▶ **TASK DIRECTIONS**
Gather every line of the items below that contains the string "plank", treating case as significant.
----- EXERCISE MATERIALS -----
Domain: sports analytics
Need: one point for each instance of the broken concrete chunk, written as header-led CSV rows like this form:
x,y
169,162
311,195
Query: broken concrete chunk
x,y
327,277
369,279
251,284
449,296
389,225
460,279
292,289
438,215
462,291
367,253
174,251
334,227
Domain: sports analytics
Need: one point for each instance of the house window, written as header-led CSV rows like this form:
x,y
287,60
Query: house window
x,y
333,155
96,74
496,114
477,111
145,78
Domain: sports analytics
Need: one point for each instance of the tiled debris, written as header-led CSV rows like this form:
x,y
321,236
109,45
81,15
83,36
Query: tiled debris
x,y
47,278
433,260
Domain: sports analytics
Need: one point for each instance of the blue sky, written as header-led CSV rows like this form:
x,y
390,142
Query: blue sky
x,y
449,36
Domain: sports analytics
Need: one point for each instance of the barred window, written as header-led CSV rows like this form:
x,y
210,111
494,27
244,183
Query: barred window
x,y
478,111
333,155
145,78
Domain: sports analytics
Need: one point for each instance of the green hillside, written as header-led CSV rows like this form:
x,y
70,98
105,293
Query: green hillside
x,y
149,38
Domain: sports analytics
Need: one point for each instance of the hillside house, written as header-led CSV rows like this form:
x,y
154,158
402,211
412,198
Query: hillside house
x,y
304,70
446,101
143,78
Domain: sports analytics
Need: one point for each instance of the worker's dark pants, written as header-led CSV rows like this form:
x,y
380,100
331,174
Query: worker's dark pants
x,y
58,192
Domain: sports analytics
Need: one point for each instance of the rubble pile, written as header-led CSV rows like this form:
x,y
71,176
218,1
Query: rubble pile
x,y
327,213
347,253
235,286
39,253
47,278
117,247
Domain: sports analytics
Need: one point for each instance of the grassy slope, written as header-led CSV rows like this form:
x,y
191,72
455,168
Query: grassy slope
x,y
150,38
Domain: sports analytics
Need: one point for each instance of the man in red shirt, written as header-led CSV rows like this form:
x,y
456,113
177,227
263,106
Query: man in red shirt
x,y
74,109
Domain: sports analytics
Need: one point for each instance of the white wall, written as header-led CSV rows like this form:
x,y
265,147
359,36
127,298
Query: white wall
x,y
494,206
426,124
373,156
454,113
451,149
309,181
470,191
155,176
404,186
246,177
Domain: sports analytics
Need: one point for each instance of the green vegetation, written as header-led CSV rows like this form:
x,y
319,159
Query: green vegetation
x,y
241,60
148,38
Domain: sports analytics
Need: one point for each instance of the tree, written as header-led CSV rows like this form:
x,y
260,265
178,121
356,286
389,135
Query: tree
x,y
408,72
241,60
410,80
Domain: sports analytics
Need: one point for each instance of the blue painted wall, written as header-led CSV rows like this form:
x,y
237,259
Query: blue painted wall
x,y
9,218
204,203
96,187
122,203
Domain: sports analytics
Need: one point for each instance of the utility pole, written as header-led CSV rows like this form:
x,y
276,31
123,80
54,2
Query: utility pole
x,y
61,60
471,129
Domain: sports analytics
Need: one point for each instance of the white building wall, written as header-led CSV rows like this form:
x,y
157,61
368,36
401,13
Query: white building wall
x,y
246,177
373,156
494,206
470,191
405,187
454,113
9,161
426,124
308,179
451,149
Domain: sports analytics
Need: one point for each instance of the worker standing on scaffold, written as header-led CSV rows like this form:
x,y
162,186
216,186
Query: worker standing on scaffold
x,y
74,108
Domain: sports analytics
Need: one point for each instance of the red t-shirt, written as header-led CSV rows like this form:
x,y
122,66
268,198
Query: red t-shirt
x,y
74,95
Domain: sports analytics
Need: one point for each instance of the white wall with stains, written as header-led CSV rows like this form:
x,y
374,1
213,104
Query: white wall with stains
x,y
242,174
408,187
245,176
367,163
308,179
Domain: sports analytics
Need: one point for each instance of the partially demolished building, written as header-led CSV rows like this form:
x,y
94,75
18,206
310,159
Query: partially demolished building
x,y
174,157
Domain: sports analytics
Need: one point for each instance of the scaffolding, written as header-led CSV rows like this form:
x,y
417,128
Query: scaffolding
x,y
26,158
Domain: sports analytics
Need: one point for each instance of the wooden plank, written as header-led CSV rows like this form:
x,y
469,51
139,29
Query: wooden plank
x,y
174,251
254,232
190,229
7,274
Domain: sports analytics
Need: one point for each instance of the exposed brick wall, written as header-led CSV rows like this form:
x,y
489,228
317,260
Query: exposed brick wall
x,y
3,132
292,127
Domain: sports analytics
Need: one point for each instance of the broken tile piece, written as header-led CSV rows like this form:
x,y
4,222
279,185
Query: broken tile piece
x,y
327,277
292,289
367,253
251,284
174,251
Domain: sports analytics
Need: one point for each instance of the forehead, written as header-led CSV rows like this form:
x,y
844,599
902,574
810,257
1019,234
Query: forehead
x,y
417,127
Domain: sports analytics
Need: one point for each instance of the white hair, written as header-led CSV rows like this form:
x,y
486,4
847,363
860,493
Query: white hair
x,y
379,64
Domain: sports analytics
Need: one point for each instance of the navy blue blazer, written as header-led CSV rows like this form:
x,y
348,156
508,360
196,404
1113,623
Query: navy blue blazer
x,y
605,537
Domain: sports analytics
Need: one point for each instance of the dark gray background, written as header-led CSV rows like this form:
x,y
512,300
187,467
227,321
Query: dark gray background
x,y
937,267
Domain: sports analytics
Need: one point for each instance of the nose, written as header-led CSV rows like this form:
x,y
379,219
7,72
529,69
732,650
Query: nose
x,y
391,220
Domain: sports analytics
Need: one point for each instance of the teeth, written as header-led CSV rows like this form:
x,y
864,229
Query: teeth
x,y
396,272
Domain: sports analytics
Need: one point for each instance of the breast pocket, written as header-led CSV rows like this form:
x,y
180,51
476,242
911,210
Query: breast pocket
-----
----- EXERCISE MATERIALS -----
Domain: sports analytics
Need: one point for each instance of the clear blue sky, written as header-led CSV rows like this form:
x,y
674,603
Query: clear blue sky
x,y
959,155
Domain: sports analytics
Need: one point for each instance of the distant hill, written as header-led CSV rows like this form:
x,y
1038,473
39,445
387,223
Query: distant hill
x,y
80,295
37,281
-----
▶ **EXPECTED ANSWER**
Need: one point for each instance of the wooden plank, written as header-led CSV rows like this form:
Query: wooden plank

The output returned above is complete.